> **EXERCISE DIRECTIONS**: From the line containing "[point] every instance of the white snow" down to the last line of the material, return those lines verbatim and only those.

> **SUPPLIED DATA**:

/---

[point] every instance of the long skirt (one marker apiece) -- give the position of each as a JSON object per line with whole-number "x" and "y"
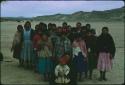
{"x": 80, "y": 64}
{"x": 17, "y": 51}
{"x": 44, "y": 65}
{"x": 92, "y": 61}
{"x": 27, "y": 54}
{"x": 104, "y": 62}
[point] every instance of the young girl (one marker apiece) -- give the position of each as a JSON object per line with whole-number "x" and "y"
{"x": 44, "y": 57}
{"x": 62, "y": 71}
{"x": 17, "y": 43}
{"x": 79, "y": 56}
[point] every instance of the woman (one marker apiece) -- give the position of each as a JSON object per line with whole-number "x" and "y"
{"x": 91, "y": 41}
{"x": 27, "y": 54}
{"x": 106, "y": 51}
{"x": 79, "y": 55}
{"x": 44, "y": 57}
{"x": 17, "y": 43}
{"x": 36, "y": 39}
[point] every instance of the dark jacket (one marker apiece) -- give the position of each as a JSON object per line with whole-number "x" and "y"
{"x": 91, "y": 42}
{"x": 31, "y": 35}
{"x": 105, "y": 43}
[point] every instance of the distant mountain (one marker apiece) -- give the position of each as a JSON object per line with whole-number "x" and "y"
{"x": 14, "y": 18}
{"x": 107, "y": 15}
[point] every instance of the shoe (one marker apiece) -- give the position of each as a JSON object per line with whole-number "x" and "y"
{"x": 100, "y": 79}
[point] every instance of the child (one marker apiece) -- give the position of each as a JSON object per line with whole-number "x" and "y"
{"x": 62, "y": 71}
{"x": 17, "y": 43}
{"x": 79, "y": 56}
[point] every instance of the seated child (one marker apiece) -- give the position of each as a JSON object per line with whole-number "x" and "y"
{"x": 62, "y": 71}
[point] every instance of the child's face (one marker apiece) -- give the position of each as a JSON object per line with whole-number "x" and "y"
{"x": 44, "y": 37}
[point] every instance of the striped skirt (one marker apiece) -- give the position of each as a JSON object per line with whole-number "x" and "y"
{"x": 104, "y": 62}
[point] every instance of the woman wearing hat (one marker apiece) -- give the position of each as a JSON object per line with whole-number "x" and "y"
{"x": 62, "y": 71}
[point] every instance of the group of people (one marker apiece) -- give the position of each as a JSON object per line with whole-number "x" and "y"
{"x": 63, "y": 54}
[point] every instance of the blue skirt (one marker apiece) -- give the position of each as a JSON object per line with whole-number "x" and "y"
{"x": 79, "y": 64}
{"x": 45, "y": 65}
{"x": 27, "y": 53}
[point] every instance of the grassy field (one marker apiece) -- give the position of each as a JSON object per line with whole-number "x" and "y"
{"x": 11, "y": 74}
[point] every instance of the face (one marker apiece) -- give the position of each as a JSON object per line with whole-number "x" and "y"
{"x": 64, "y": 25}
{"x": 20, "y": 29}
{"x": 28, "y": 25}
{"x": 44, "y": 37}
{"x": 89, "y": 34}
{"x": 105, "y": 31}
{"x": 78, "y": 25}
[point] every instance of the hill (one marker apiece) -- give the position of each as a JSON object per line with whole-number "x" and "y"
{"x": 107, "y": 15}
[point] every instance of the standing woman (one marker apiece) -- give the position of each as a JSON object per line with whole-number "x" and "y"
{"x": 17, "y": 43}
{"x": 36, "y": 47}
{"x": 91, "y": 41}
{"x": 44, "y": 57}
{"x": 106, "y": 51}
{"x": 27, "y": 50}
{"x": 79, "y": 56}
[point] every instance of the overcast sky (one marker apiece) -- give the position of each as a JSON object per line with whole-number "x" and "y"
{"x": 38, "y": 8}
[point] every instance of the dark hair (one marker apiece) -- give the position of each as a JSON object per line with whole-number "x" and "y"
{"x": 1, "y": 56}
{"x": 64, "y": 23}
{"x": 79, "y": 23}
{"x": 106, "y": 28}
{"x": 19, "y": 27}
{"x": 27, "y": 22}
{"x": 93, "y": 31}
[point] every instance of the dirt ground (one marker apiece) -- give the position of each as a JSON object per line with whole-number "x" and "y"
{"x": 12, "y": 74}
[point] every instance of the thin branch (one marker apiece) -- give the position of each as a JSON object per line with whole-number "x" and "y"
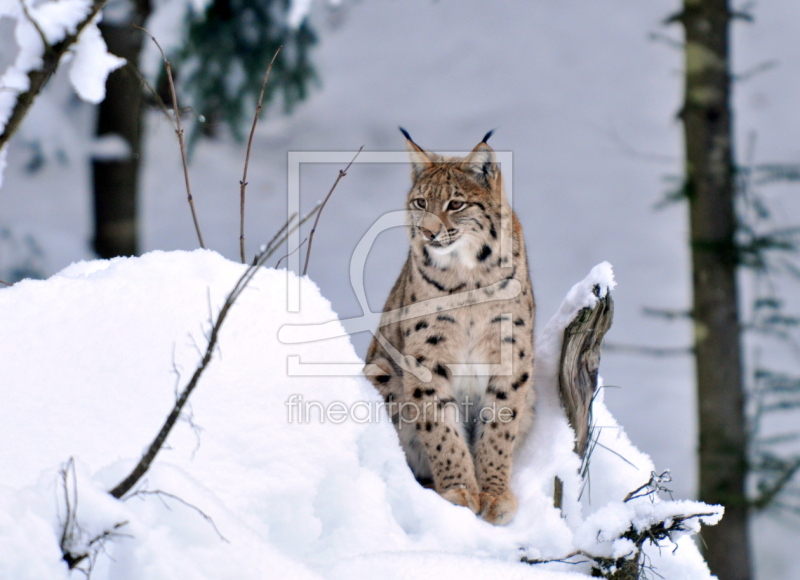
{"x": 162, "y": 494}
{"x": 342, "y": 173}
{"x": 243, "y": 182}
{"x": 179, "y": 132}
{"x": 277, "y": 265}
{"x": 38, "y": 28}
{"x": 155, "y": 446}
{"x": 38, "y": 78}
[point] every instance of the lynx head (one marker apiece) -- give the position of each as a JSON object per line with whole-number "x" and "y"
{"x": 454, "y": 204}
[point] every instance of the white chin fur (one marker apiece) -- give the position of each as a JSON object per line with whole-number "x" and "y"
{"x": 461, "y": 252}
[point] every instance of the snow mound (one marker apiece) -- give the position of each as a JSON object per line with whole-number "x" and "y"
{"x": 247, "y": 486}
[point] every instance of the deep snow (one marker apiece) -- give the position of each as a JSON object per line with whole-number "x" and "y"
{"x": 92, "y": 358}
{"x": 585, "y": 102}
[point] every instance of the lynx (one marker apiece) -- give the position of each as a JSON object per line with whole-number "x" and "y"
{"x": 453, "y": 355}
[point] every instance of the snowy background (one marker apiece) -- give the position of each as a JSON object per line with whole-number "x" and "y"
{"x": 579, "y": 95}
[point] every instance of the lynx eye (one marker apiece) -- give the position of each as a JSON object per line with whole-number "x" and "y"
{"x": 455, "y": 205}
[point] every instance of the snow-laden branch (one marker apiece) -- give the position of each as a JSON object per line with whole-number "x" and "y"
{"x": 44, "y": 34}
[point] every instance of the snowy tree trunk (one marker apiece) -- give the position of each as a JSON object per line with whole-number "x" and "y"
{"x": 580, "y": 360}
{"x": 709, "y": 187}
{"x": 116, "y": 181}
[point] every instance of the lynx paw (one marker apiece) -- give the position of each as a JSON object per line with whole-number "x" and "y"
{"x": 463, "y": 497}
{"x": 498, "y": 510}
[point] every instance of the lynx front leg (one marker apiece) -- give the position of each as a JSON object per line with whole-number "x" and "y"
{"x": 498, "y": 424}
{"x": 431, "y": 410}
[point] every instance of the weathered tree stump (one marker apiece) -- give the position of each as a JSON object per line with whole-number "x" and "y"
{"x": 580, "y": 359}
{"x": 577, "y": 379}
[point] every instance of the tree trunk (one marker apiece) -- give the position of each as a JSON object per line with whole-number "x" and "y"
{"x": 709, "y": 186}
{"x": 116, "y": 181}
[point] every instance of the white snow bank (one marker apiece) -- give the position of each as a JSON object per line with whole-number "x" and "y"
{"x": 91, "y": 361}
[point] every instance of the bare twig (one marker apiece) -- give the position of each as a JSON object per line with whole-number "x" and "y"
{"x": 38, "y": 77}
{"x": 277, "y": 265}
{"x": 162, "y": 494}
{"x": 243, "y": 182}
{"x": 38, "y": 28}
{"x": 179, "y": 133}
{"x": 342, "y": 173}
{"x": 155, "y": 446}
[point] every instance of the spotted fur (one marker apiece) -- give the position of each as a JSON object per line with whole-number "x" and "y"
{"x": 463, "y": 299}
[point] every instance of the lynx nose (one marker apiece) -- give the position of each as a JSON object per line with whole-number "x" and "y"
{"x": 429, "y": 235}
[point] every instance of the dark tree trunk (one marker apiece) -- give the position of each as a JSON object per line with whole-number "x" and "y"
{"x": 710, "y": 189}
{"x": 116, "y": 182}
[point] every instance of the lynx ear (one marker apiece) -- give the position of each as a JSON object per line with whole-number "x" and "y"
{"x": 420, "y": 159}
{"x": 481, "y": 163}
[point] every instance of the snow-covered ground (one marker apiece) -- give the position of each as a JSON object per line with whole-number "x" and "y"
{"x": 316, "y": 489}
{"x": 579, "y": 95}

\---

> **WRITTEN REPLY**:
[point] every instance of the white snow bank (one marker apiece) -- give the position of each as a JSON object per line with whole-number "x" and "y"
{"x": 91, "y": 361}
[point] every instance of the bare twig (one marker apiece) -- give the position of each as a JSON object per line with whole-number "x" and "y"
{"x": 38, "y": 77}
{"x": 277, "y": 265}
{"x": 162, "y": 494}
{"x": 243, "y": 182}
{"x": 38, "y": 28}
{"x": 179, "y": 133}
{"x": 342, "y": 173}
{"x": 155, "y": 446}
[point] every instance of the spotted fur (one marker apiece) -- give the position of each as a JSON object per line with whole-number "x" and "y"
{"x": 463, "y": 299}
[point] every instance of the lynx nose (one marker apiece) -- give the position of each as a JSON object per line with whole-number "x" and "y"
{"x": 429, "y": 235}
[point] every instance of the dark tree trunk (one marker apiece) -- give the position of each as a JSON object per line with whole-number "x" and "y"
{"x": 710, "y": 189}
{"x": 116, "y": 182}
[point] every instance of the lynx ear (one marker apiece) -- give the position of each as a JSON object per line with whole-number "x" and "y"
{"x": 420, "y": 159}
{"x": 481, "y": 163}
[point] every instance of the snow-covered ground (one marker apiece) -- give the position of each as a JSON object per line with whole-number "x" and "y"
{"x": 316, "y": 489}
{"x": 579, "y": 95}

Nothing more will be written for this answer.